#### TO DO
Beginning with the line containing "Task: mark each instance of the grey sofa" and ending with the last line of the entries below, copy each line exactly and nothing else.

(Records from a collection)

--------------------------------

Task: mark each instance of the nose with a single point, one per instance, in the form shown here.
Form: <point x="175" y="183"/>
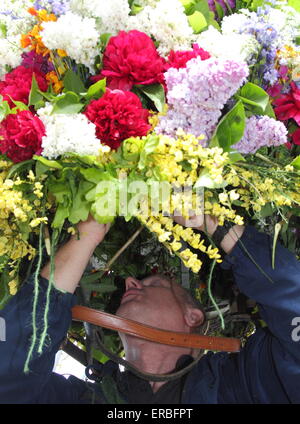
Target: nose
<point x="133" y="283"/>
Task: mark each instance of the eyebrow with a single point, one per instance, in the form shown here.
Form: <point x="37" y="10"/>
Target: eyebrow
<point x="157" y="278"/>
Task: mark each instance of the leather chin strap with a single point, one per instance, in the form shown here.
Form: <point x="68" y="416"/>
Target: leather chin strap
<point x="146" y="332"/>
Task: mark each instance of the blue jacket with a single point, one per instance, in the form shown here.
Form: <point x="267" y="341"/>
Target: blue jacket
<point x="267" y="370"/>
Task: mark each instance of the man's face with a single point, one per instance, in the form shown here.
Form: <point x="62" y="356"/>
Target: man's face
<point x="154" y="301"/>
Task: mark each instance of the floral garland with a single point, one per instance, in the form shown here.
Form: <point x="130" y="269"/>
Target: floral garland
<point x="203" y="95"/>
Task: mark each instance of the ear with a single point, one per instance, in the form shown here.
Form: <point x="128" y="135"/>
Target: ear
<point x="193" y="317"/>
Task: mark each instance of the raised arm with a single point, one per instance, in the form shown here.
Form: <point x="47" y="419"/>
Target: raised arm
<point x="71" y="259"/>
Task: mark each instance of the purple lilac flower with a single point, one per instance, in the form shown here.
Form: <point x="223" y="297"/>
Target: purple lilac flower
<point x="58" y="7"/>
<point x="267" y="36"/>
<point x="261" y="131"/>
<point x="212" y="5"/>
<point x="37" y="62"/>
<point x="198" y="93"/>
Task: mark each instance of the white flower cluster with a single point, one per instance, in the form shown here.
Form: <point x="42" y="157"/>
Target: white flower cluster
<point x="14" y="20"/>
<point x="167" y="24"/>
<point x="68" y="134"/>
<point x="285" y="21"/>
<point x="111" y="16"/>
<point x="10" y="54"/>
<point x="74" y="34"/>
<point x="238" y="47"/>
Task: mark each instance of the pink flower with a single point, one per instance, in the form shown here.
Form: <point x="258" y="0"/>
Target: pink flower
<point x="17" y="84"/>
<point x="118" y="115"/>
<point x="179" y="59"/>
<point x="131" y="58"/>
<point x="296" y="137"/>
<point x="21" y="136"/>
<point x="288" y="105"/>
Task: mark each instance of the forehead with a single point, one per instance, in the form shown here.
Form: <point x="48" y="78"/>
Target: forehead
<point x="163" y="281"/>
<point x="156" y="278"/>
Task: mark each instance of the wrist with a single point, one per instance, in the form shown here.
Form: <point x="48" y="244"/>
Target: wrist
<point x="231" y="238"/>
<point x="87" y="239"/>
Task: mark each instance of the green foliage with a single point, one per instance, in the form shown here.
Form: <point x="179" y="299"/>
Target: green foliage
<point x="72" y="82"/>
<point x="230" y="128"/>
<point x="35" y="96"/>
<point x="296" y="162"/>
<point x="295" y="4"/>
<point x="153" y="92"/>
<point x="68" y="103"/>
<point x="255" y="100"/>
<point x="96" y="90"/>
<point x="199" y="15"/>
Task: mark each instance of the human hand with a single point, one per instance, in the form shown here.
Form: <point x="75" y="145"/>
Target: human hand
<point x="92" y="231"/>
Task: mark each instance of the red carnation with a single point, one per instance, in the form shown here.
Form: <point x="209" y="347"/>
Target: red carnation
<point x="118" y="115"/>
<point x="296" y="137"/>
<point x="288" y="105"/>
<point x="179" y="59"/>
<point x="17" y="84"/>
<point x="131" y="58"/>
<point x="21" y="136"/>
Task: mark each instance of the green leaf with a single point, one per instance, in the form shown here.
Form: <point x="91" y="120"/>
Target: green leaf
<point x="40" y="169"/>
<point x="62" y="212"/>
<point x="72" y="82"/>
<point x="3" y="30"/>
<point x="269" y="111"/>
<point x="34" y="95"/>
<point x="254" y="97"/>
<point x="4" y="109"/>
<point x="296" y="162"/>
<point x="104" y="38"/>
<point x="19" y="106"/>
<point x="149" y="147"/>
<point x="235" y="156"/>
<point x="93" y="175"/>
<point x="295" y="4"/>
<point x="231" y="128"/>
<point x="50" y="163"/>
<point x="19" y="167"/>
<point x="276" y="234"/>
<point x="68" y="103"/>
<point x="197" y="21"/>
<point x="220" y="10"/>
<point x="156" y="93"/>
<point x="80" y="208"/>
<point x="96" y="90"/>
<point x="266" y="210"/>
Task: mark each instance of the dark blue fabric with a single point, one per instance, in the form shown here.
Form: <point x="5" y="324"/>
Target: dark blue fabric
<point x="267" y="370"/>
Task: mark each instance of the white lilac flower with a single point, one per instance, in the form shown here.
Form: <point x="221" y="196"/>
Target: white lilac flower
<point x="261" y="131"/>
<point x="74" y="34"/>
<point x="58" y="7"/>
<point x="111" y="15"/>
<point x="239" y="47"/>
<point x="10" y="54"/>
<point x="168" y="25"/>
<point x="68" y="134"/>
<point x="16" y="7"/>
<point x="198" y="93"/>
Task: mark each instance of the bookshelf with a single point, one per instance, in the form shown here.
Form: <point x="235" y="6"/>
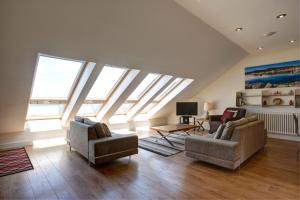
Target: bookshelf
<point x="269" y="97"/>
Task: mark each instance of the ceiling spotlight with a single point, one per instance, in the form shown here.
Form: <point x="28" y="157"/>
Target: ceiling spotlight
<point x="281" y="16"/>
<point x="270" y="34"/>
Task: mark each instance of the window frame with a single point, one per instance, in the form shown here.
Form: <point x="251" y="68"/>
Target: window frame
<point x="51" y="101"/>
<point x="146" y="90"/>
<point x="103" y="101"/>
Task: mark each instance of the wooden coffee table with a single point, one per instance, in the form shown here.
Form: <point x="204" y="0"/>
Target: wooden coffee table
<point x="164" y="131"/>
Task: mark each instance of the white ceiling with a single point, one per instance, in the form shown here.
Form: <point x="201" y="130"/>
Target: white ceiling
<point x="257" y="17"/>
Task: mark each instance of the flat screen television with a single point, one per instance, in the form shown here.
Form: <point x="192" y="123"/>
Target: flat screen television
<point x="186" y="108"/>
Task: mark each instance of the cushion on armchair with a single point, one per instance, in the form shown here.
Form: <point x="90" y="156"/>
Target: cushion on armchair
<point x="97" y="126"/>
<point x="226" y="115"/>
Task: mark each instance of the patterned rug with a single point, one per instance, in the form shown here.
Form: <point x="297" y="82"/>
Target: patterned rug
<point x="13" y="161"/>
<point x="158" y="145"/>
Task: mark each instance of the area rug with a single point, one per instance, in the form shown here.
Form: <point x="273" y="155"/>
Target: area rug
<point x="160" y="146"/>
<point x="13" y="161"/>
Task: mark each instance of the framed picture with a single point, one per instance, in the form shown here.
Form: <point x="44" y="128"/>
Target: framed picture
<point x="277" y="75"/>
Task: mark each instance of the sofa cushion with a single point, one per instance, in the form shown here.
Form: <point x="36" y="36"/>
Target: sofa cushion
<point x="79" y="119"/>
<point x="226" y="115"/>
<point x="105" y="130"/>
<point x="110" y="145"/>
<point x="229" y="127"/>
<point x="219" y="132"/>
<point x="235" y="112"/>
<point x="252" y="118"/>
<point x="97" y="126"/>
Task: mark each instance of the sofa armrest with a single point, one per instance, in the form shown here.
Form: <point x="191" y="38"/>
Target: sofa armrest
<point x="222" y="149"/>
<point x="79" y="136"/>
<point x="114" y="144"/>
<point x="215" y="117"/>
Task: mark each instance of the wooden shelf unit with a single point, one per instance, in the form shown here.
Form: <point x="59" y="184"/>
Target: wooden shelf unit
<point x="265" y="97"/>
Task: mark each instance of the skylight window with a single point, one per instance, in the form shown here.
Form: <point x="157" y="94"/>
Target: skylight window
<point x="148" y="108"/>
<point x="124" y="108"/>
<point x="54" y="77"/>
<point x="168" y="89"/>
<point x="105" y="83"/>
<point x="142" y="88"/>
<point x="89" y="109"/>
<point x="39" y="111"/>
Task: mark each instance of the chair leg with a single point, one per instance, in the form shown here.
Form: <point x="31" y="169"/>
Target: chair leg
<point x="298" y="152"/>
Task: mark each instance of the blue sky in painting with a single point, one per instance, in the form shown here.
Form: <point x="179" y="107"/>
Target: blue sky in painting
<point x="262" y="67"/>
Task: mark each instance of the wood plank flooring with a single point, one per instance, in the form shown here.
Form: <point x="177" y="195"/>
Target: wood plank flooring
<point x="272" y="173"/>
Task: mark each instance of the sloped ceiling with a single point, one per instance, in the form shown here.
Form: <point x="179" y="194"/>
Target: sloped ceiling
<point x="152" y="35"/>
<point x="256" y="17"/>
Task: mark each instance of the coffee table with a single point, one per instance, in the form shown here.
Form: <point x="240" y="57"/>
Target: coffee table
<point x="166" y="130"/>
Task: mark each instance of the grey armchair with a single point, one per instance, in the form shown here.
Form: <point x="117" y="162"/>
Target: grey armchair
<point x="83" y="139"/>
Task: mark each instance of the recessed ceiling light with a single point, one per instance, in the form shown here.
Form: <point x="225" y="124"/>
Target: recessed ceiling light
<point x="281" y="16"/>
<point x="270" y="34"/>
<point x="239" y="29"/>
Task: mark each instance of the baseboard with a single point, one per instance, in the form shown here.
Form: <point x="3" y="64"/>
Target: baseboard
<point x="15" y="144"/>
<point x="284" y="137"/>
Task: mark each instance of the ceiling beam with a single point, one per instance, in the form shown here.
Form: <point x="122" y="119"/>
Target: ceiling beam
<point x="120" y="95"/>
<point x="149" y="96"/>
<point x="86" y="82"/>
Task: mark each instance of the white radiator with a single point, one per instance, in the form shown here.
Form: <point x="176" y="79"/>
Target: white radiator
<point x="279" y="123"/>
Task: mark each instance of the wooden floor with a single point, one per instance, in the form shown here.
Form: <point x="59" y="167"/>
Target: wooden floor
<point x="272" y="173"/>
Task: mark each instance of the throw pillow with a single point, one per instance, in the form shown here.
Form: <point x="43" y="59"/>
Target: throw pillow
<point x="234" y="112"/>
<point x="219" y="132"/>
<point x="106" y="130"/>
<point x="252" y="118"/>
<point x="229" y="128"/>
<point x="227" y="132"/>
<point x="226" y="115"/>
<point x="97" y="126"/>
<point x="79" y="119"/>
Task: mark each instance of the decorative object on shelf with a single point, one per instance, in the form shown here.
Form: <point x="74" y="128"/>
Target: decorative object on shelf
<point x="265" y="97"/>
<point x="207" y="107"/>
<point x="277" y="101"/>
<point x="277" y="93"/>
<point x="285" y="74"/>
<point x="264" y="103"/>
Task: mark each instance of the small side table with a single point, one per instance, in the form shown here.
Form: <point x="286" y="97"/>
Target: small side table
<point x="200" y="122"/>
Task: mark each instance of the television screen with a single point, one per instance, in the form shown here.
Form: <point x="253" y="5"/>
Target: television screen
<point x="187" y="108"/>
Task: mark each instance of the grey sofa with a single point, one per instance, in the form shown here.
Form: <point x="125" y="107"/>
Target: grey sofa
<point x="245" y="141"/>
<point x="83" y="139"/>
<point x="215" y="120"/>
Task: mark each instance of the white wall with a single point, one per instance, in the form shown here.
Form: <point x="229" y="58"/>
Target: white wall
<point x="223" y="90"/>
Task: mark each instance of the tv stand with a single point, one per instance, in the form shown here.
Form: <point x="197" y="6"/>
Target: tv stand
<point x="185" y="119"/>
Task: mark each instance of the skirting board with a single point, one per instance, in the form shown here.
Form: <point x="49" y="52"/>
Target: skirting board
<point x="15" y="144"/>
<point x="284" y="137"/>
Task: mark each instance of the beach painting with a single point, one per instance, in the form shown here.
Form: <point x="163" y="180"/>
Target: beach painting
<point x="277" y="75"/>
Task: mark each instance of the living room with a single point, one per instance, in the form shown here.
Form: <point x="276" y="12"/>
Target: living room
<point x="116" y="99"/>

--------------------------------

#### WRITTEN SOLUTION
Task: mark each instance of the grey sofa with a single point, one per instance, in the form shown here.
Form: <point x="125" y="107"/>
Target: grey sofa
<point x="245" y="141"/>
<point x="83" y="139"/>
<point x="215" y="120"/>
Task: mark each instance of the white wall with a single point, one per instance, in the form shown here.
Form: <point x="229" y="58"/>
Target: white wall
<point x="223" y="90"/>
Task: mark each instance of the tv stand with a single point, one per instance, in the form shown here.
Form: <point x="197" y="6"/>
Target: tv stand
<point x="185" y="119"/>
Task: mark each instance of the skirting board with a single point, one per instance, in the form shown here.
Form: <point x="49" y="52"/>
Target: skirting board
<point x="15" y="144"/>
<point x="284" y="137"/>
Task: mark each instance of the beach painting with a single point, one per instance, in the form shown here.
Form: <point x="163" y="180"/>
Target: beach painting
<point x="277" y="75"/>
Task: mark each instance of the living room with a single point, one per instance, in the form shown here.
Form: <point x="276" y="12"/>
Target: living room
<point x="116" y="99"/>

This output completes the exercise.